Direction
Write out the entire listing below exactly, with the pictures left out.

Exercise data
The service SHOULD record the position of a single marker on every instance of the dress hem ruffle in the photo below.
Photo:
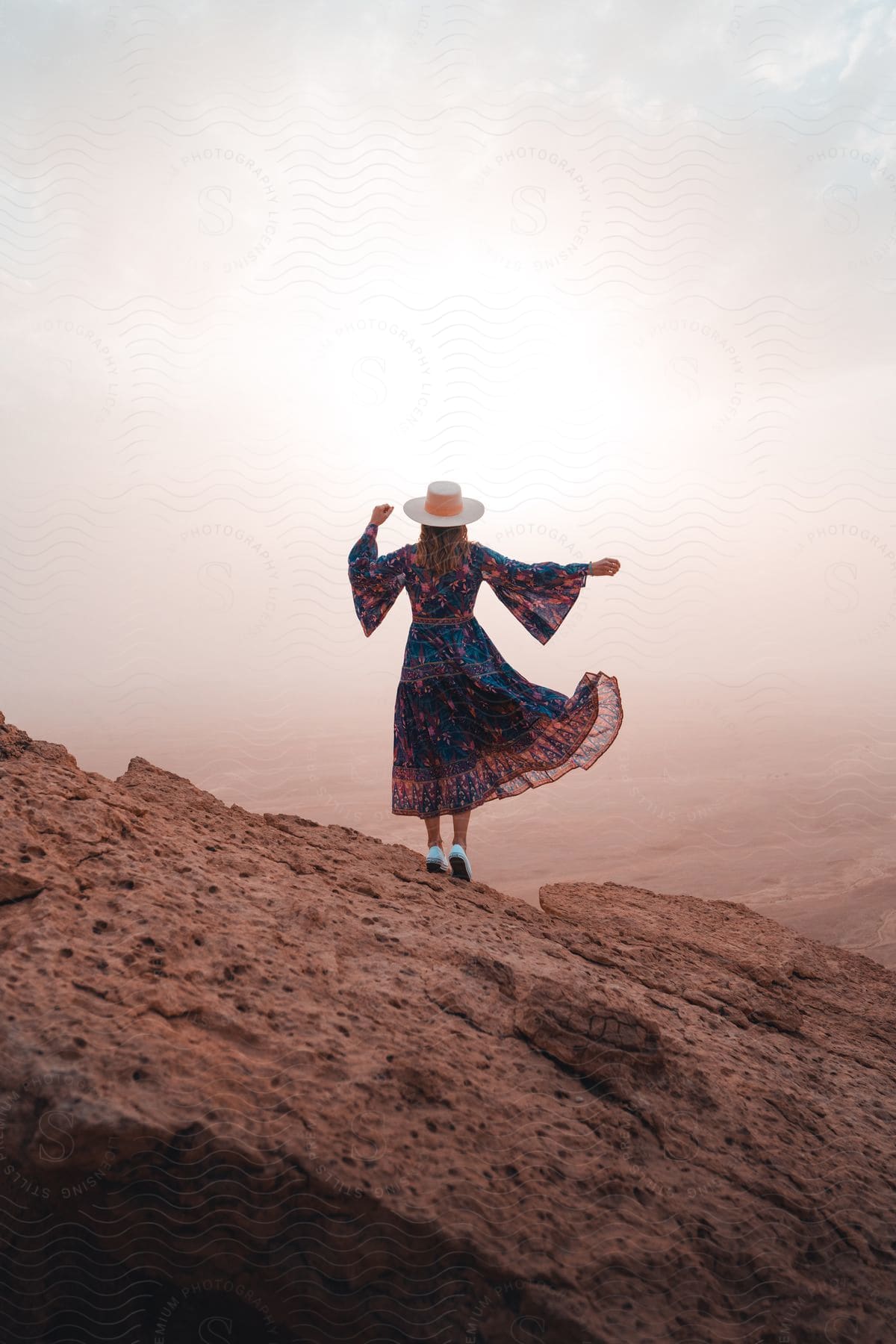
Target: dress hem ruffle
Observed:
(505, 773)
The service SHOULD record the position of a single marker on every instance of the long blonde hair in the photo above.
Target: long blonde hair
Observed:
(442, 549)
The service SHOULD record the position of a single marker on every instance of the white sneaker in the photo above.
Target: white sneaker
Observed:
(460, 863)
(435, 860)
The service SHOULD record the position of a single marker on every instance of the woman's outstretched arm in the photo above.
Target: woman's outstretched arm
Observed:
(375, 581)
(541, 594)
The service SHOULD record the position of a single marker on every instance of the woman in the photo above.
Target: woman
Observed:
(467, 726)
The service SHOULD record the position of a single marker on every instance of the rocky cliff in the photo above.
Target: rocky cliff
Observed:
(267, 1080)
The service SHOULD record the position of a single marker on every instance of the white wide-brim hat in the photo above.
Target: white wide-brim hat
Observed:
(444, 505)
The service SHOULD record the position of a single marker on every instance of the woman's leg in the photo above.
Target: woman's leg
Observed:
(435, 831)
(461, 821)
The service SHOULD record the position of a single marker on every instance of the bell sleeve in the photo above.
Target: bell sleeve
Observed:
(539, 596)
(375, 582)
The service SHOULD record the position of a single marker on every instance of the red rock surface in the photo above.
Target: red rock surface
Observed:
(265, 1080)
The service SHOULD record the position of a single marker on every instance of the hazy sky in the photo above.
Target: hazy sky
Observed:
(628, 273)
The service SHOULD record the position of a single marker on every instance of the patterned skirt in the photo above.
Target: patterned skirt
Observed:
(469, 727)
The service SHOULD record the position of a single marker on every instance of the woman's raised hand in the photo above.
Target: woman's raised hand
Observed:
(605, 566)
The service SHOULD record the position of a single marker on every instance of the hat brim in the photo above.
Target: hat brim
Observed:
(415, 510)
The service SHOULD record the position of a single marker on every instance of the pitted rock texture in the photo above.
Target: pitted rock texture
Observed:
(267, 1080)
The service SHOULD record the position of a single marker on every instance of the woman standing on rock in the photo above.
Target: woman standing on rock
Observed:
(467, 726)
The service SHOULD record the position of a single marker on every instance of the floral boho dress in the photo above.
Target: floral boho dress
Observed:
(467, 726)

Output of the task
The service SHOULD record the position of a single marker on every instance of the dress hem ruffle in the photo below.
Photo:
Target: dress hem ruffle
Observed:
(505, 773)
The service SHOULD record the position of a single marker on every instance of the long blonde hair in the photo above.
Target: long blonde hair
Observed:
(442, 549)
The service SHOULD record the position of a single marker on every instance of the white sneaker in the photo above.
Target: white sneaker
Observed:
(460, 863)
(435, 860)
The service SHOULD record the position of a single marker on every instance of the woman's outstretched arm in the photo above.
Target: woman's outstretched arm
Observed:
(375, 581)
(541, 594)
The service SHOULD record the position of a single marker on every instance of the woman in the photo above.
Target: woman
Observed:
(467, 726)
The service SHOULD record the position of a single marker on every instance of the rocky cliff in the photo above.
Target: rocky cliff
Observed:
(267, 1080)
The service SHOULD record the position of a single marker on every instance of the white wide-brim hat in the photo above.
Target: white wide-brim hat
Observed:
(444, 505)
The service SHOULD record the position of a single marker on every instance of the woman's leg in the photo above.
Target: woman's leg
Observed:
(435, 831)
(461, 821)
The service SHOULD record the position of a single marker on every instance of the bell sleeve in the photo above.
Target: bell sleeve
Observed:
(539, 596)
(375, 582)
The service SHOULD record the position of a single marker on every instance of the red rock surface in the photo above.
Target: red rock surface
Observed:
(265, 1080)
The service SHOULD record the position of a single marker on every instance of the hazy sky in the photo above.
Target: hazy sky
Observed:
(628, 273)
The service SHOULD record the position of a single marker on every instance of the patterned skirt in the photo above.
Target: patterned skirt
Observed:
(469, 727)
The service SHOULD record the position of a single marker on every instance of the woman's raised hand in the photo above.
Target: woman's raised hand
Observed:
(605, 566)
The service SHOULD record the position of a single marker on every instance of the hat brim in the photo above.
Target: hat brim
Observed:
(415, 510)
The service SHOULD record the position of a single marker on every instance of the pitted rock texture in the photo above.
Target: pitted rock texture
Observed:
(267, 1080)
The service SHOULD record the position of a single marker on every instance of the woman standing on rock in the photo above.
Target: woman standing on rock
Observed:
(467, 726)
The service SHOULD record the position of a single marker on every instance of the floral boho dress in the photo above.
Target: floral boho dress
Observed:
(467, 726)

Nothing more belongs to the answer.